● ZUM LESEN:
⟨
Weshalb KMU von HR-Moden Abstand nehmen sollten

Figur mit leeren Hosentaschen

Prof. Dr. Peter Meyer

KMU sind mehrheitlich knapp bei Kasse, genau wie Grossunternehmen mit tiefen Margen. Für beide ist es entscheidend, dass sie die meist hohen Personalkosten möglichst effizient einsetzen. Man sollte meinen, HR sei gerade dazu da, dies zu unterstützen. Leider ist dies aber lange nicht überall der Fall. Vielmehr finden wir in der Praxis Initiativen und Konzepte, die sich in erster Linie aus Modethemen speisen und deren Beitrag zum effizienten Einsatz der Finanzmittel kaum je diskutiert und noch weniger überprüft wird. Typischerweise stammen solche Initiativen und Konzepte ursprünglich aus den HR-Abteilungen von grossen Unternehmen mit üppigen Margen.
⟩
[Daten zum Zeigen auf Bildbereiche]
⟨
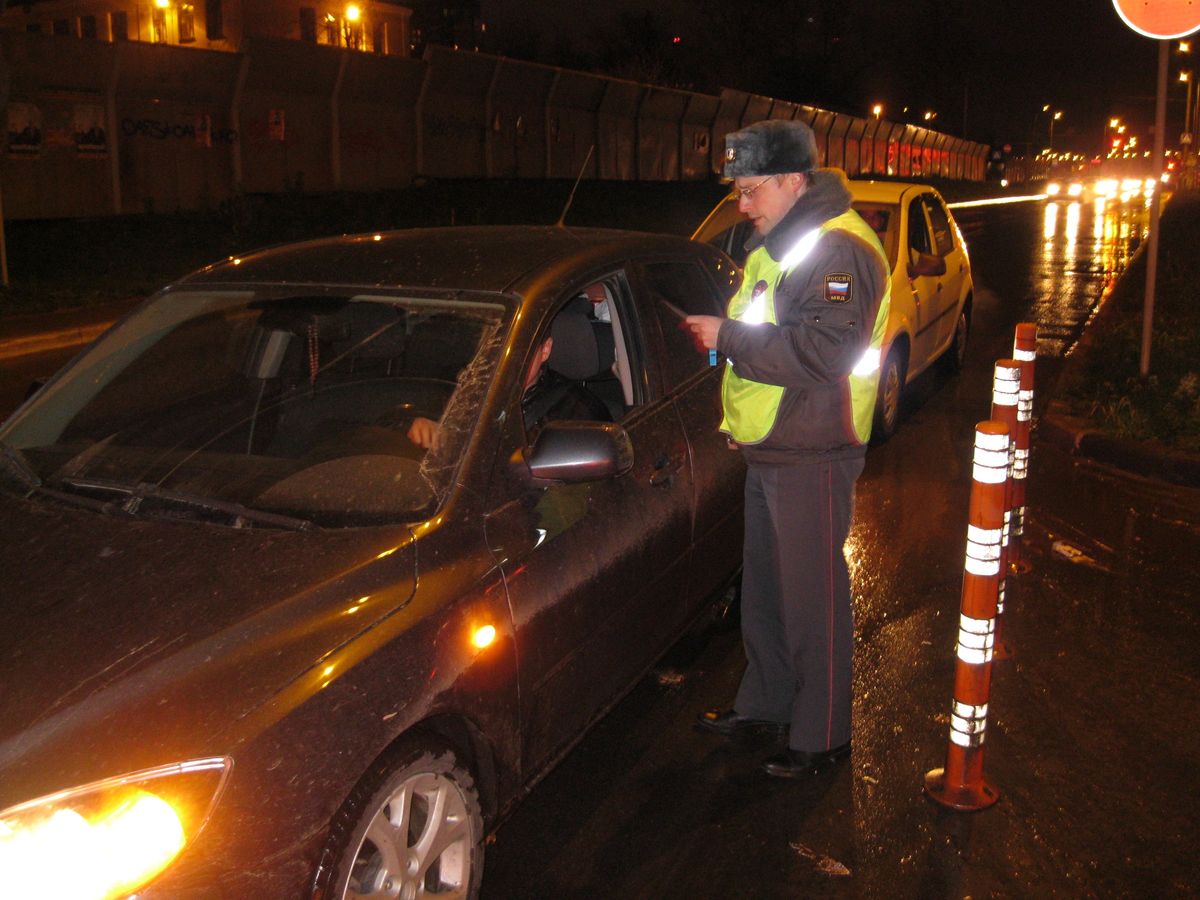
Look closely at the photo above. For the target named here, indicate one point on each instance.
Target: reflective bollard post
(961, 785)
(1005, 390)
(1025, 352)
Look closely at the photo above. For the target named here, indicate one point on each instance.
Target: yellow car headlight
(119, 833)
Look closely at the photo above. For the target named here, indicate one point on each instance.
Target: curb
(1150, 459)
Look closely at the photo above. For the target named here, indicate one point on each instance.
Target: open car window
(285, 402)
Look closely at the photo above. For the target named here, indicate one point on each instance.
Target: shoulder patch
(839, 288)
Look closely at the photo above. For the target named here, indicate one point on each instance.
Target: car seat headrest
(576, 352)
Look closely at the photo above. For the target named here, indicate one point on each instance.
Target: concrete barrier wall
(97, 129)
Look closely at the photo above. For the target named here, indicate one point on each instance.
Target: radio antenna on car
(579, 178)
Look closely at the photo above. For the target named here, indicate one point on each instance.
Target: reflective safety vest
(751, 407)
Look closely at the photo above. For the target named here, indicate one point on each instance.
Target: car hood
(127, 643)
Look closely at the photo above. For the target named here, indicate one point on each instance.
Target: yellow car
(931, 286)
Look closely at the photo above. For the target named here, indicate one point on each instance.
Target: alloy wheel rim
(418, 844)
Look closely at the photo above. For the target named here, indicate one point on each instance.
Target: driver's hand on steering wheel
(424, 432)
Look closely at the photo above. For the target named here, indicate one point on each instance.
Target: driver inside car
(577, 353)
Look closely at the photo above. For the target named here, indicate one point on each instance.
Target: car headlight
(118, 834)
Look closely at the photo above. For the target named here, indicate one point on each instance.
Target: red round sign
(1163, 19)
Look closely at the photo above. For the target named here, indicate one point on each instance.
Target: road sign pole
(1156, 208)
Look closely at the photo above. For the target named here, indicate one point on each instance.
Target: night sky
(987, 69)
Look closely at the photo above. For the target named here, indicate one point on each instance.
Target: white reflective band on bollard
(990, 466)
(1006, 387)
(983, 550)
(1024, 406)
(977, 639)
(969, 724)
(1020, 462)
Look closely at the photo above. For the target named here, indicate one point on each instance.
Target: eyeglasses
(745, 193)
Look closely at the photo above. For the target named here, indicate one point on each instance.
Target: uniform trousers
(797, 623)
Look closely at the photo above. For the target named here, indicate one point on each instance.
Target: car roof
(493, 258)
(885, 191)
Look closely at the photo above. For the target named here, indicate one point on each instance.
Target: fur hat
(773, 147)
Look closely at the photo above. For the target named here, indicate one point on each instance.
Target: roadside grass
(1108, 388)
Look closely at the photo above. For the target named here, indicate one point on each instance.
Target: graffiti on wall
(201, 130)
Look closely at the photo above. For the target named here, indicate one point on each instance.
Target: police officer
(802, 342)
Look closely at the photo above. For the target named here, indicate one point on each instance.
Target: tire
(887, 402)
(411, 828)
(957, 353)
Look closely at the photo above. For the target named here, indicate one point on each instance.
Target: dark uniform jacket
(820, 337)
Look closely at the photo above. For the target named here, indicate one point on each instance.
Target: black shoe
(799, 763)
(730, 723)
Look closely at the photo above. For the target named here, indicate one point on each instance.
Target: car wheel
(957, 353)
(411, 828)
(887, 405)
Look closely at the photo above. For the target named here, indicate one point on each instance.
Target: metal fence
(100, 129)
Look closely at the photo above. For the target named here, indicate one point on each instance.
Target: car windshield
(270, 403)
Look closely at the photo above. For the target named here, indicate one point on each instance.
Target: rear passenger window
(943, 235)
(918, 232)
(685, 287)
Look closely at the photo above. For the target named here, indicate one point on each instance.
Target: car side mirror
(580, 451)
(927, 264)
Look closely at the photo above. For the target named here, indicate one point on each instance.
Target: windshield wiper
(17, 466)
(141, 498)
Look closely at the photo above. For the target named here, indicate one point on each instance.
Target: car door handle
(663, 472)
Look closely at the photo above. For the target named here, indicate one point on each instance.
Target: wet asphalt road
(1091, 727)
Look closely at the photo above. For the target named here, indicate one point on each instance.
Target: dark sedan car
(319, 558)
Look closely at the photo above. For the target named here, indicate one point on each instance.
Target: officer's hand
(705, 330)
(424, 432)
⟩
● DEINE AUFGABEN:
A: Schreib aus dem Text über HR-Moden in KMU alles wortgetreu ab, von „Weshalb KMU von“ bis hinunter zu „mit üppigen Margen.“.
B: Setz den Text über HR-Moden in KMU dort fort, wo er aufhört.

● DIE ANTWORTEN:
A:
Weshalb KMU von HR-Moden Abstand nehmen sollten

Figur mit leeren Hosentaschen

Prof. Dr. Peter Meyer

KMU sind mehrheitlich knapp bei Kasse, genau wie Grossunternehmen mit tiefen Margen. Für beide ist es entscheidend, dass sie die meist hohen Personalkosten möglichst effizient einsetzen. Man sollte meinen, HR sei gerade dazu da, dies zu unterstützen. Leider ist dies aber lange nicht überall der Fall. Vielmehr finden wir in der Praxis Initiativen und Konzepte, die sich in erster Linie aus Modethemen speisen und deren Beitrag zum effizienten Einsatz der Finanzmittel kaum je diskutiert und noch weniger überprüft wird. Typischerweise stammen solche Initiativen und Konzepte ursprünglich aus den HR-Abteilungen von grossen Unternehmen mit üppigen Margen.

B:
Als Beispiel soll hier der War for Talents und die demographische Entwicklung dienen. Beide haben eine Flut von Initiativen im Bereich des Talentmanagement ausgelöst, obwohl es sich bei diesen zwei Trendthemen der letzten 15 Jahre doch um sehr langfristig relevante, potenzielle Probleme handelt. Immerhin steigt gemäss BfS die Zahl der Erwerbstätigen noch mindestens bis ins Jahr 2020 – ohne dass eine einzige Person zuwandert. Da es schwierig ist, auf lange Frist Angebot und vor allem Nachfrage vorherzusagen, ist es meist betriebswirtschaftlich nicht sinnvoll, möglichst früh Aufwand zur Lösung solcher möglicher Probleme zu betreiben. Denn deren Nutzen wird sich erst in weiter Zukunft einstellen und ein solcher Nutzen muss grundsätzlich abgezinst werden. Ein üblicherweise in der Ökonomie vorgeschlagener Zinssatz liegt bei ungefähr 4%. Selbst wenn also ein (allerdings unsicherer) Nutzen durch Massnahmen entstehen sollte, der doppelt so hoch ist wie deren Kosten, ist dieser nach 10 Jahren nur noch wenig höher als diese ursprünglichen Kosten.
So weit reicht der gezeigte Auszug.